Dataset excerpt
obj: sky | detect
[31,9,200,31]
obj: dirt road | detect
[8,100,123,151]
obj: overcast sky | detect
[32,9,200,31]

[What is expected] Transcribe the listing above line by line, without any alteration.

[Worked answer]
obj: sky | detect
[31,9,200,31]
obj: dirt road | detect
[8,100,123,151]
obj: overcast sky | detect
[32,9,200,31]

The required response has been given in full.